__Kutipan yang Diberikan__.
BAB I
PENDAHULUAN
1.
Latar
Belakang Masalah
Dalam upaya
meningkatkan kualitas suatu bangsa, tidak ada cara lain kecuali melalui
peningkatan mutu pendidikan. Peningkatan kualitas pendidikan bagi suatu bangsa,
bagaimanapun mesti diprioritaskan. Sebab kualitas pendidikan sangat penting artinya, karena
hanya manusia yang berkualitas saja yang bisa bertahan hidup di masa depan.
Manusia yang dapat bergumul dalam masa dimana dunia semakin sengit tingkat
kompetensinya adalah manusia yang berkualitas. Manusia demikianlah yang
diharapkan dapat bersama-sama manusia yang lain turut bepartisipasi dalam
percaturan dunia yang senantiasa berubah dan penuh teka-teki (Isjoni, 2008:vii).
Sebagai
mahasiswa jurusan keguruan dan ilmu pendidikan sudah selayaknya kita mengetahui
tentang pendidikan itu sendiri khususnya apa saja unsur-unsur pendidikan sampai
dengan pilar-pilar pendidikan. Disini dirasakan perlu mengetahui apa saja
pilar-pilar dari pendidikan itu sendiri agar senantiasa para penikmat
pendidikan bisa berorientasi pada produk dan hasil belajar. kemudian agar kita
sebagai mahasiswa yang sedang belajar untuk dapat menguatkan sistem pendidikan
khususnya pendidikan di Indonesia serta bagaimana kita bisa mengkonstruksi
dasar dari suatu pendidikan serta adanya oknum pendidikan yang belum bisa
mengaplikasikan pilar-pilar pendidikan.

__Baris Data__.

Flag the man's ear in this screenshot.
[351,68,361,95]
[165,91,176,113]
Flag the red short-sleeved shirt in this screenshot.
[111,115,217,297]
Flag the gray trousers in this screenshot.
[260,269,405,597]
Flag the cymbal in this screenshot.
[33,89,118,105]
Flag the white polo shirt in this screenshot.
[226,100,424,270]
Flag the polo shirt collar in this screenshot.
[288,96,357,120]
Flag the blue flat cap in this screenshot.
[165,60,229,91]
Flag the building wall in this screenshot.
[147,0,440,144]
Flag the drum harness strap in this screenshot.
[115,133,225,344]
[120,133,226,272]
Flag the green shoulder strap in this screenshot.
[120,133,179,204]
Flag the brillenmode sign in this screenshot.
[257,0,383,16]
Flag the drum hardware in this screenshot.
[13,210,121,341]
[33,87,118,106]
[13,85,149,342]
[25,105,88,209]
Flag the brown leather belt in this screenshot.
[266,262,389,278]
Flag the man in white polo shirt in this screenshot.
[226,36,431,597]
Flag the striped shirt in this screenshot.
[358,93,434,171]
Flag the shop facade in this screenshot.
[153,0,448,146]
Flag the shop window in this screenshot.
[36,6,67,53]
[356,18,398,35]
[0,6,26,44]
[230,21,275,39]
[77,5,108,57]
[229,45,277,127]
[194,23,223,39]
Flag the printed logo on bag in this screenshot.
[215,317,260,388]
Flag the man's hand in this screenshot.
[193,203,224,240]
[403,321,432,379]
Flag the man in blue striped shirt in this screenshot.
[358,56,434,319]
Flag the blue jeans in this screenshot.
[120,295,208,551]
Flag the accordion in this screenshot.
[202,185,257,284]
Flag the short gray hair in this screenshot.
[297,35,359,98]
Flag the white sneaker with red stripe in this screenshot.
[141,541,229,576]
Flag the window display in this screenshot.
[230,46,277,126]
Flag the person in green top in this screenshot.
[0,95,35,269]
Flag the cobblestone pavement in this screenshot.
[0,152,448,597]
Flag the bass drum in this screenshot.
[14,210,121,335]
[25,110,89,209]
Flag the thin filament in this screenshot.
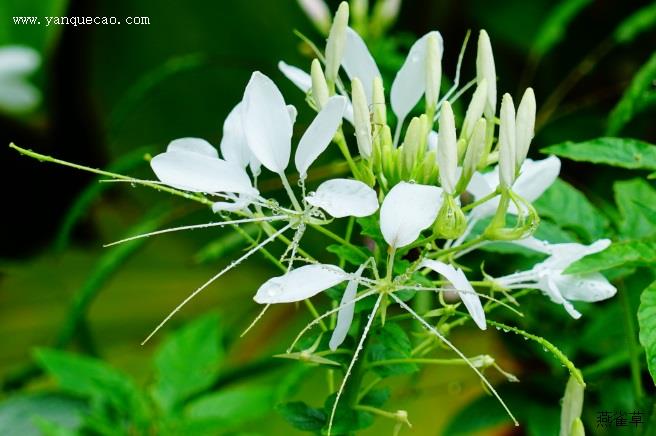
[390,293,519,426]
[141,224,291,345]
[328,293,384,436]
[103,215,286,248]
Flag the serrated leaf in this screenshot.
[534,179,608,242]
[532,0,592,57]
[565,240,656,274]
[276,401,328,432]
[35,349,146,419]
[368,322,419,377]
[638,282,656,383]
[613,179,656,239]
[606,50,656,135]
[184,386,275,434]
[326,244,369,266]
[0,393,88,436]
[153,314,224,410]
[540,137,656,170]
[613,3,656,44]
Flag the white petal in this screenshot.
[294,96,346,179]
[305,179,378,218]
[150,150,256,195]
[542,239,611,271]
[243,71,292,174]
[380,182,442,248]
[342,27,381,104]
[0,45,41,76]
[421,259,487,330]
[220,102,252,168]
[328,265,364,351]
[390,31,444,120]
[554,273,617,302]
[278,61,312,94]
[253,264,348,304]
[166,138,219,158]
[513,156,560,202]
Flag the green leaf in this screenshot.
[638,282,656,383]
[613,179,656,239]
[613,2,656,44]
[534,179,608,242]
[35,349,147,419]
[153,314,224,410]
[276,401,328,432]
[532,0,592,57]
[540,137,656,170]
[368,322,419,377]
[326,244,369,266]
[184,386,275,434]
[565,240,656,274]
[606,53,656,135]
[0,393,87,436]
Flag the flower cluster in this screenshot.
[106,2,616,434]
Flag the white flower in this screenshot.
[421,259,487,330]
[0,46,41,112]
[495,237,617,318]
[467,156,560,220]
[437,101,458,194]
[380,182,442,249]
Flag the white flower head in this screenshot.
[495,238,617,318]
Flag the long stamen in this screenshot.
[103,215,286,248]
[390,293,519,426]
[239,304,271,338]
[328,293,384,436]
[287,290,376,353]
[408,286,524,317]
[141,224,291,345]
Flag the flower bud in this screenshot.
[460,78,487,141]
[457,118,487,192]
[499,94,516,188]
[560,375,585,436]
[326,2,349,86]
[351,77,372,159]
[515,88,535,171]
[310,59,330,110]
[435,194,467,239]
[371,76,387,126]
[298,0,330,35]
[476,30,497,119]
[426,34,442,114]
[437,101,458,194]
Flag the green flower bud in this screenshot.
[434,194,467,239]
[371,76,387,126]
[351,78,372,159]
[499,94,517,188]
[310,59,330,110]
[326,2,349,88]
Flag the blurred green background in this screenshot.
[0,0,656,435]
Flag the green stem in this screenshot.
[9,142,214,206]
[482,314,585,386]
[618,282,645,402]
[279,172,302,212]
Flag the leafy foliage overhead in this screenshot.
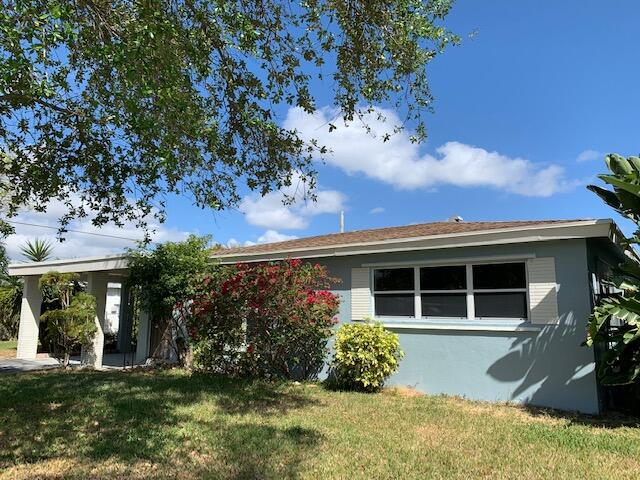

__Yang Perlu Dikerjakan__.
1. Sajikan entri, mulai dari awal entri sampai dengan baris yang memuat "[297,35,359,98]", sebagai CSV dua kolom bernama teks dan jawaban, satu baris per entri. Setiap nilai harus berada dalam satu bidang berkutip, dengan jeda baris diganti spasi.
2. Dapatkah Anda melanjutkan kutipan tentang pentingnya mengenal pilar-pilar pendidikan ini dari titik ia berhenti?

__Kumpulan Jawaban__.
1.
teks,jawaban
"Flag the man's ear in this screenshot.","[351,68,361,95] [165,91,176,113]"
"Flag the red short-sleeved shirt in this screenshot.","[111,115,217,297]"
"Flag the gray trousers in this screenshot.","[260,269,405,597]"
"Flag the cymbal in this screenshot.","[33,89,118,105]"
"Flag the white polo shirt in this screenshot.","[226,100,424,270]"
"Flag the polo shirt collar in this screenshot.","[288,96,357,120]"
"Flag the blue flat cap in this screenshot.","[165,60,229,91]"
"Flag the building wall in this screenshot.","[147,0,440,144]"
"Flag the drum harness strap in this screenshot.","[115,133,225,344] [120,133,226,272]"
"Flag the green shoulder strap in this screenshot.","[120,133,179,204]"
"Flag the brillenmode sign in this screenshot.","[257,0,383,16]"
"Flag the drum hardware in this screenshot.","[13,210,121,341] [33,87,118,106] [13,85,149,342] [25,105,88,209]"
"Flag the brown leather belt in this screenshot.","[266,262,389,278]"
"Flag the man in white polo shirt in this screenshot.","[226,36,431,597]"
"Flag the striped shirt in this screenshot.","[358,93,434,171]"
"Flag the shop facade in this screenshot.","[153,0,448,146]"
"Flag the shop window in this screenshot.","[36,6,67,53] [356,18,398,35] [0,6,26,44] [230,21,275,39] [77,5,108,57] [229,45,277,127] [194,23,223,39]"
"Flag the printed logo on bag in this screenshot.","[215,317,260,388]"
"Flag the man's hand in this screenshot.","[193,203,224,240] [403,321,432,379]"
"Flag the man in blue striped shirt in this screenshot.","[358,56,434,319]"
"Flag the blue jeans in this screenshot.","[120,295,208,551]"
"Flag the accordion in this screenshot.","[202,185,257,284]"
"Flag the short gray hair in this screenshot.","[297,35,359,98]"

2.
Sehingga
disini diharapkan dalam pembahasan mengenai pilar-pilar pendidikan kita sebagai
calon pendidik diharapkan bisa nantinya untuk mengaplikasikan pilar-pilar ini
ketika turun ke lapangan serta mampu membangun kesadaran kepada peserta didik
untuk mengembangkan tujuan pendidikan dari pilar-pilar pendidikan yang ada.
2.
Rumusan
Masalah
Berdasarkan
latar belakang diatas maka perumusan masalahnya sebagai berikut
1.2.1
Apa sajakah pilar-pilar pendidikan?
1.2.2
Bagaimana peran dari pilar-pilar pendidikan?
3.
Tujuan
1.3.1
Untuk mengetahui pilar-pilar pendidikan yang ada.
1.3.2
Untuk mengetahui peran dari masing-masing pilar-pilar
pendidikan.
PEMBAHASAN
Ada
4 pilar-pilar pendidikan universal yang dirumuskan oleh UNESCO (Geremeck, 1986)
yaitu, belajar untuk mengetahui ( learning to know) , belajar untuk melakukan
(learning to do) , belajar menjadi ( learning to be), belajar dengan
berkerjasama ( learning to live together) merupakan kebutuhan mendasar bagi
setiap peserta didik.
1.
Learning to Know (belajar untuk
menguasai)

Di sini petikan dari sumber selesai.